▶ _THE REQUEST_:
Put every line of the records into a Markdown table with two columns, n for the row number and Line for the line itself, and leave out any blank lines.

▶ _Saved entries_:

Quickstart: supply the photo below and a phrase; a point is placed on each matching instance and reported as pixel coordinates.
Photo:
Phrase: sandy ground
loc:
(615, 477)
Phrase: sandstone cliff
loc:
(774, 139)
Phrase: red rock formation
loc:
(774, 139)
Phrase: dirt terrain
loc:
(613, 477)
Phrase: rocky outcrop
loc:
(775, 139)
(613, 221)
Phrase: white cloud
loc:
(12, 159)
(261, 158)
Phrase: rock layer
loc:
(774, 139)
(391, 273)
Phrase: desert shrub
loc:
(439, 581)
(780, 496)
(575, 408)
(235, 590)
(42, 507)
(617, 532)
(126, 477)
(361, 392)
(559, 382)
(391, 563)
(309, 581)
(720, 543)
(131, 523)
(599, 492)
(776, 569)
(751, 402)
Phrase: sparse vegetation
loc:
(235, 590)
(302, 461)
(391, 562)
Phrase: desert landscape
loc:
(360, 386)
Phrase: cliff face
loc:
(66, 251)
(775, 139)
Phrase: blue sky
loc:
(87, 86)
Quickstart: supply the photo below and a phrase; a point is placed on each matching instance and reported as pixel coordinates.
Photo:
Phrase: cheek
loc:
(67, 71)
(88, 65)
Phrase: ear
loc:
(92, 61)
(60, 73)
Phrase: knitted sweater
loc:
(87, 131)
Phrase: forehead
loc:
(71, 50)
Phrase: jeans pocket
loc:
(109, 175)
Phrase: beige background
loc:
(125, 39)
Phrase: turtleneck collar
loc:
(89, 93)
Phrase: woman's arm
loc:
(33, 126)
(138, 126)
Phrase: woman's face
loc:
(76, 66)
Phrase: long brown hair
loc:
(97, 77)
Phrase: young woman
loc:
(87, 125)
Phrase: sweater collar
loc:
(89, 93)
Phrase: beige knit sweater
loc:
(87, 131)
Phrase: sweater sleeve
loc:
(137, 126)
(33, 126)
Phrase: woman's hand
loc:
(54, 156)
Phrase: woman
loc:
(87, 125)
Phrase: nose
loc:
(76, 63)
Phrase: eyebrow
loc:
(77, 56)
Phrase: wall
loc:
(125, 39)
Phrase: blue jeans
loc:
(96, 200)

▶ _WRITTEN ANSWER_:
| n | Line |
|---|---|
| 1 | Quickstart: supply the photo below and a phrase; a point is placed on each matching instance and reported as pixel coordinates. |
| 2 | Photo: |
| 3 | Phrase: sandy ground |
| 4 | loc: |
| 5 | (615, 477) |
| 6 | Phrase: sandstone cliff |
| 7 | loc: |
| 8 | (774, 139) |
| 9 | Phrase: red rock formation |
| 10 | loc: |
| 11 | (774, 139) |
| 12 | Phrase: dirt terrain |
| 13 | loc: |
| 14 | (613, 477) |
| 15 | Phrase: rocky outcrop |
| 16 | loc: |
| 17 | (775, 139) |
| 18 | (613, 221) |
| 19 | Phrase: white cloud |
| 20 | loc: |
| 21 | (12, 159) |
| 22 | (261, 158) |
| 23 | Phrase: rock layer |
| 24 | loc: |
| 25 | (774, 139) |
| 26 | (391, 273) |
| 27 | Phrase: desert shrub |
| 28 | loc: |
| 29 | (439, 581) |
| 30 | (780, 496) |
| 31 | (575, 408) |
| 32 | (235, 590) |
| 33 | (42, 507) |
| 34 | (617, 532) |
| 35 | (126, 477) |
| 36 | (361, 392) |
| 37 | (559, 382) |
| 38 | (391, 563) |
| 39 | (309, 581) |
| 40 | (720, 543) |
| 41 | (131, 523) |
| 42 | (599, 492) |
| 43 | (776, 569) |
| 44 | (751, 402) |
| 45 | Phrase: sparse vegetation |
| 46 | loc: |
| 47 | (235, 590) |
| 48 | (302, 461) |
| 49 | (391, 562) |
| 50 | Phrase: desert landscape |
| 51 | loc: |
| 52 | (360, 386) |
| 53 | Phrase: cliff face |
| 54 | loc: |
| 55 | (66, 251) |
| 56 | (775, 139) |
| 57 | Phrase: blue sky |
| 58 | loc: |
| 59 | (87, 86) |
| 60 | Quickstart: supply the photo below and a phrase; a point is placed on each matching instance and reported as pixel coordinates. |
| 61 | Photo: |
| 62 | Phrase: cheek |
| 63 | loc: |
| 64 | (67, 71) |
| 65 | (88, 65) |
| 66 | Phrase: ear |
| 67 | loc: |
| 68 | (92, 61) |
| 69 | (60, 73) |
| 70 | Phrase: knitted sweater |
| 71 | loc: |
| 72 | (87, 131) |
| 73 | Phrase: forehead |
| 74 | loc: |
| 75 | (71, 50) |
| 76 | Phrase: jeans pocket |
| 77 | loc: |
| 78 | (109, 175) |
| 79 | Phrase: beige background |
| 80 | loc: |
| 81 | (125, 39) |
| 82 | Phrase: turtleneck collar |
| 83 | loc: |
| 84 | (89, 93) |
| 85 | Phrase: woman's arm |
| 86 | loc: |
| 87 | (33, 126) |
| 88 | (138, 126) |
| 89 | Phrase: woman's face |
| 90 | loc: |
| 91 | (76, 66) |
| 92 | Phrase: long brown hair |
| 93 | loc: |
| 94 | (97, 77) |
| 95 | Phrase: young woman |
| 96 | loc: |
| 97 | (87, 125) |
| 98 | Phrase: sweater collar |
| 99 | loc: |
| 100 | (89, 93) |
| 101 | Phrase: beige knit sweater |
| 102 | loc: |
| 103 | (87, 131) |
| 104 | Phrase: sweater sleeve |
| 105 | loc: |
| 106 | (137, 126) |
| 107 | (33, 126) |
| 108 | Phrase: woman's hand |
| 109 | loc: |
| 110 | (54, 156) |
| 111 | Phrase: woman |
| 112 | loc: |
| 113 | (87, 125) |
| 114 | Phrase: nose |
| 115 | loc: |
| 116 | (76, 63) |
| 117 | Phrase: eyebrow |
| 118 | loc: |
| 119 | (77, 56) |
| 120 | Phrase: wall |
| 121 | loc: |
| 122 | (125, 39) |
| 123 | Phrase: blue jeans |
| 124 | loc: |
| 125 | (96, 200) |